### Exercise task:
Please pick out every line of the records below that contains the word "window", matching case exactly, and copy each of those lines.

====

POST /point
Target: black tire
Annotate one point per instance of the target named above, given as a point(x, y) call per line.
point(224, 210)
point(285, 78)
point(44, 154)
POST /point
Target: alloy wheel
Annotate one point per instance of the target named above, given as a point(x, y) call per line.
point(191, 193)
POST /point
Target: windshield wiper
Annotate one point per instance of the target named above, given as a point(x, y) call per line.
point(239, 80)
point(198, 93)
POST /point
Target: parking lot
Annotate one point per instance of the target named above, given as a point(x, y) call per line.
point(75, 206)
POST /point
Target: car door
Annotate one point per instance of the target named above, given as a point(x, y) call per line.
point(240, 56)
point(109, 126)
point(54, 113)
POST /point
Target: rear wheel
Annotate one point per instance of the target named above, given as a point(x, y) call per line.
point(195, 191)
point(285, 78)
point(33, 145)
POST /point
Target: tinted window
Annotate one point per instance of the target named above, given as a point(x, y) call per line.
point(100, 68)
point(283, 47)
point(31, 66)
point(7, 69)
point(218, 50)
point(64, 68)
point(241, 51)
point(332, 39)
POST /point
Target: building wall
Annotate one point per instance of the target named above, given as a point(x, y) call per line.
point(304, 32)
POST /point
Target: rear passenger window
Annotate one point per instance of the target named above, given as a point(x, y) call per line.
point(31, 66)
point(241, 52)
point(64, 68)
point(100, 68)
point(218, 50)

====

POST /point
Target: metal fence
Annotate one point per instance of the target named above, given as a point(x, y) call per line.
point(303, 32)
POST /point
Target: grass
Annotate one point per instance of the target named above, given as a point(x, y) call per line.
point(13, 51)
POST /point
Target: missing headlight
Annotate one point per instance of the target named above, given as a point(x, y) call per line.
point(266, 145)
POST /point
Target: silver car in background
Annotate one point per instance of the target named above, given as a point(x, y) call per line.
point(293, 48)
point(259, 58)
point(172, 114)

====

### Solution:
Target: tinted window
Target: rear passenger window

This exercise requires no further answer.